-- Start WORKING DATA --

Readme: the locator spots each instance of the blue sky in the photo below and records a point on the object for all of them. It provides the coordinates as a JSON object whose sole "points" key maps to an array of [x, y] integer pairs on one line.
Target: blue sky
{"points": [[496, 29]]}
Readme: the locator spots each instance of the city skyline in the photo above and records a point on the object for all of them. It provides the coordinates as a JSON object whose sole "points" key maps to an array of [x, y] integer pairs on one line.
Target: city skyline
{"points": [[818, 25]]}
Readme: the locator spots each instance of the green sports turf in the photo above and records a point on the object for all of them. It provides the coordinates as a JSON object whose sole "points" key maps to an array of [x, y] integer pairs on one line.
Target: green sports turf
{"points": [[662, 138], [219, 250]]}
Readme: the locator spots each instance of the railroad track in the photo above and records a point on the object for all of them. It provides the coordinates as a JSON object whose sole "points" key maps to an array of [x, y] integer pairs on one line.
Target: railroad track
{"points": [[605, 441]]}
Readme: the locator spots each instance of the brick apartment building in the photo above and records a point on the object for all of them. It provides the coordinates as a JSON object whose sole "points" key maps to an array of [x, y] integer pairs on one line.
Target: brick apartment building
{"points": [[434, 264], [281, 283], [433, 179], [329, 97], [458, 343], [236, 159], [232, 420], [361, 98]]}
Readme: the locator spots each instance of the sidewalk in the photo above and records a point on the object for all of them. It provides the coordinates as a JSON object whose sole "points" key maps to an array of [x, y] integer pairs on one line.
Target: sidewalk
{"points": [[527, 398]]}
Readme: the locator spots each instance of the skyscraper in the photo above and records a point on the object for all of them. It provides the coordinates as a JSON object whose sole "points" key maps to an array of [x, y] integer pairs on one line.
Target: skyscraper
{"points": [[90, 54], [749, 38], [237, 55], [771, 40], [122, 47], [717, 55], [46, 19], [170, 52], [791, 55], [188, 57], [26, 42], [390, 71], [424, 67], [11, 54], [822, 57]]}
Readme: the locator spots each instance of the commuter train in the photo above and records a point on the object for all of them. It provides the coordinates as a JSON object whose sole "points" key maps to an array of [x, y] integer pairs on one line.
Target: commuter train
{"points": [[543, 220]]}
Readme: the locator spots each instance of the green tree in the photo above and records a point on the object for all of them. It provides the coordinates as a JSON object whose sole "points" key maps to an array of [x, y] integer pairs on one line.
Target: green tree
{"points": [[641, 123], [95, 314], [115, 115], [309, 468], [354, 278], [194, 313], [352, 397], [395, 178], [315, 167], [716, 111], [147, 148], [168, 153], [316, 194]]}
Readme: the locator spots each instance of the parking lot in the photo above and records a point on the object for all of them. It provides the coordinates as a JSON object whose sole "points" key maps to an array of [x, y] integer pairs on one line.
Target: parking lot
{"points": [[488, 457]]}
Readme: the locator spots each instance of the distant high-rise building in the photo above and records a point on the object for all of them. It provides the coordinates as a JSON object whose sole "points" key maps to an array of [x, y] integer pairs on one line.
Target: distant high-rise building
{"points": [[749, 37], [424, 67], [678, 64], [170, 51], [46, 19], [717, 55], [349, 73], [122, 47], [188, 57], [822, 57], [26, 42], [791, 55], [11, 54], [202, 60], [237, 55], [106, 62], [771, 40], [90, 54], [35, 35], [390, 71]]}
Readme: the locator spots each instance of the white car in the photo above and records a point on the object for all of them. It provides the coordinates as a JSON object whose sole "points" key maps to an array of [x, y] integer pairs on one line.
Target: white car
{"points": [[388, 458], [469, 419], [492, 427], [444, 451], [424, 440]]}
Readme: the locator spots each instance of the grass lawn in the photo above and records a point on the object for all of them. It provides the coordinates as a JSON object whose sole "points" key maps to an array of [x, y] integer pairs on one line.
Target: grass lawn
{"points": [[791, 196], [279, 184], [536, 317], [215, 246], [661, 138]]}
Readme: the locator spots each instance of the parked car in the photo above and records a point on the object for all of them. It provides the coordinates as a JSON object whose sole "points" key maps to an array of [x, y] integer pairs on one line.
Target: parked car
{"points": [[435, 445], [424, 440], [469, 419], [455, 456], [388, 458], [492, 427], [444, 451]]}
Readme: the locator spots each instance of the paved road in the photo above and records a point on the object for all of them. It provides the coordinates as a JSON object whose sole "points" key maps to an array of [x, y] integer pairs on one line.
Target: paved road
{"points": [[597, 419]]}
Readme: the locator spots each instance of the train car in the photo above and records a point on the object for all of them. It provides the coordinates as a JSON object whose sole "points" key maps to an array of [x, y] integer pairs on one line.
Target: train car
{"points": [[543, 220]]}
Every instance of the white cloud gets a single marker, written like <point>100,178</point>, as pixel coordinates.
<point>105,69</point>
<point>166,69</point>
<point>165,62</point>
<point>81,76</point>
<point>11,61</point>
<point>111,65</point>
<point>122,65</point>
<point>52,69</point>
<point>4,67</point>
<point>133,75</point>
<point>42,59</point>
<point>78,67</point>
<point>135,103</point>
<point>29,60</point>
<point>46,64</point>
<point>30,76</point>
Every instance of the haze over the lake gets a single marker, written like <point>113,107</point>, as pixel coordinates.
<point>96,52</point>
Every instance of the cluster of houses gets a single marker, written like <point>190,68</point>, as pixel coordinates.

-- End WORKING DATA --

• _EXERCISE_
Copy out the whole listing above word for word, changing nothing.

• _FULL ANSWER_
Readme: the locator spots each instance of the blue sky in the photo below and records a point on the object for all of them. It provides the coordinates as a JSON object whose sole "points" key maps to an array of [x, y] integer pairs on one line.
Target: blue sky
{"points": [[496, 29]]}
Readme: the locator spots each instance of the city skyline in the photo above and records a point on the object for all of them. It provides the coordinates as a JSON object whose sole "points" key maps to an array of [x, y] integer pairs on one line.
Target: city skyline
{"points": [[818, 25]]}
Readme: the locator spots each instance of the green sports turf in the photo above and records a point on the object for all of them. It provides the coordinates as a JSON object whose sole "points" key maps to an array of [x, y] integer pairs on one line.
Target: green sports turf
{"points": [[662, 138], [219, 250]]}
Readme: the locator spots each instance of the railroad track in the photo above and records a point on the object for all of them. It provides the coordinates as a JSON object whose sole "points" key maps to an array of [x, y] integer pairs on one line.
Target: railroad track
{"points": [[605, 441]]}
Readme: the locator spots each instance of the brick apartment building in the photo above and records a point on the object for all of them. It provides the coordinates as a JSON object whose sole "points" key maps to an array of [x, y] integer pairs on one line.
Target: brick apartment building
{"points": [[434, 264], [281, 283], [433, 179], [329, 97], [458, 343], [236, 159], [232, 420], [361, 98]]}
Readme: the locator spots each instance of the sidewalk in the photo above and records a point on the object for all of them. It provides the coordinates as a JSON object whose sole "points" key maps to an array of [x, y] integer pairs on one line.
Target: sidewalk
{"points": [[527, 398]]}
Readme: the locator spots each instance of the skyscraper in the photo above and records a point on the object for all of them. It provides the coordinates as a JSON object whose sole "points" key maps to an array of [x, y] integer pairs on one line.
Target: skyscraper
{"points": [[90, 54], [749, 38], [237, 55], [771, 40], [122, 47], [717, 55], [46, 19], [170, 52], [791, 55], [188, 57], [26, 42], [390, 71], [424, 67], [11, 54], [822, 57]]}
Readme: the locator spots each instance of the commuter train in the photo above and records a point on the object for all of them. It provides the coordinates as a JSON object whose sole "points" key maps to an array of [x, y] integer pairs on one line.
Target: commuter train
{"points": [[543, 220]]}
Readme: the locator spots each instance of the green tree in the photo above and records a point on the object for all of them. It provides the coordinates as a JSON object whose sole "points" key maps to an array of [x, y] integer pairs on one line.
Target: green tree
{"points": [[641, 123], [95, 314], [115, 115], [309, 468], [354, 278], [194, 313], [352, 397], [395, 178], [315, 167], [716, 111], [147, 148], [168, 153], [316, 194]]}
Readme: the locator spots each instance of the parking lot in the photo above and records a point on the object for all of them. It provides the coordinates as a JSON object whose sole "points" key maps to an array of [x, y] integer pairs on one line.
Target: parking lot
{"points": [[488, 457]]}
Readme: the locator spots each instance of the distant high-rise building in the photo above and records a point on the object for all of them. It provides the coordinates as a JSON object whose sole "points" key maps to an array of [x, y] integer pairs on one line.
Target: distant high-rise building
{"points": [[749, 37], [424, 67], [678, 64], [170, 51], [46, 19], [717, 55], [349, 73], [122, 47], [188, 57], [822, 57], [26, 42], [791, 55], [11, 54], [202, 60], [237, 55], [106, 62], [771, 40], [90, 54], [35, 35], [390, 71]]}
Readme: the locator spots each instance of the white car in the photo above and records a point on the object for all of them. It provides the coordinates as a JSON object whose sole "points" key maps to an array of [x, y] integer pairs on one line.
Target: white car
{"points": [[388, 458], [469, 419], [492, 427], [444, 451], [424, 440]]}
Readme: the locator spots each instance of the grass lawn in the photo above and records a point on the object for all of them. It provides the coordinates as a JSON object whose sole "points" key maps to an array of [x, y] integer pairs on one line.
Target: grass lawn
{"points": [[791, 196], [279, 184], [536, 317], [215, 246], [661, 138]]}
Readme: the locator spots each instance of the parked car in the photo above and records a point on the object for all of them. It provides the coordinates as a JSON object whose sole "points" key maps to an array of [x, y] integer pairs on one line.
Target: parked car
{"points": [[435, 445], [424, 440], [469, 419], [455, 456], [388, 458], [492, 427], [444, 451]]}
Readme: the locator spots each instance of the paved road in the photo above and records a point on the object for all of them. It provides the coordinates as a JSON object whose sole "points" key maps to an array of [x, y] integer pairs on one line.
Target: paved road
{"points": [[597, 419]]}
Readme: the locator spots each instance of the train car in the photo above and records a point on the object for all of them. It provides the coordinates as a JSON object whose sole "points" key maps to an array of [x, y] integer pairs on one line.
Target: train car
{"points": [[543, 220]]}
Every instance of the white cloud gets a single marker, written like <point>100,178</point>, as pixel coordinates.
<point>105,69</point>
<point>166,69</point>
<point>165,62</point>
<point>81,76</point>
<point>11,61</point>
<point>111,65</point>
<point>122,65</point>
<point>52,69</point>
<point>4,67</point>
<point>133,75</point>
<point>42,59</point>
<point>78,67</point>
<point>135,103</point>
<point>29,60</point>
<point>46,64</point>
<point>30,76</point>
Every instance of the haze over the lake gets a single marker, written like <point>113,107</point>, as pixel coordinates.
<point>96,52</point>
Every instance of the cluster of houses gets a single marker, written like <point>190,68</point>, as pixel coordinates.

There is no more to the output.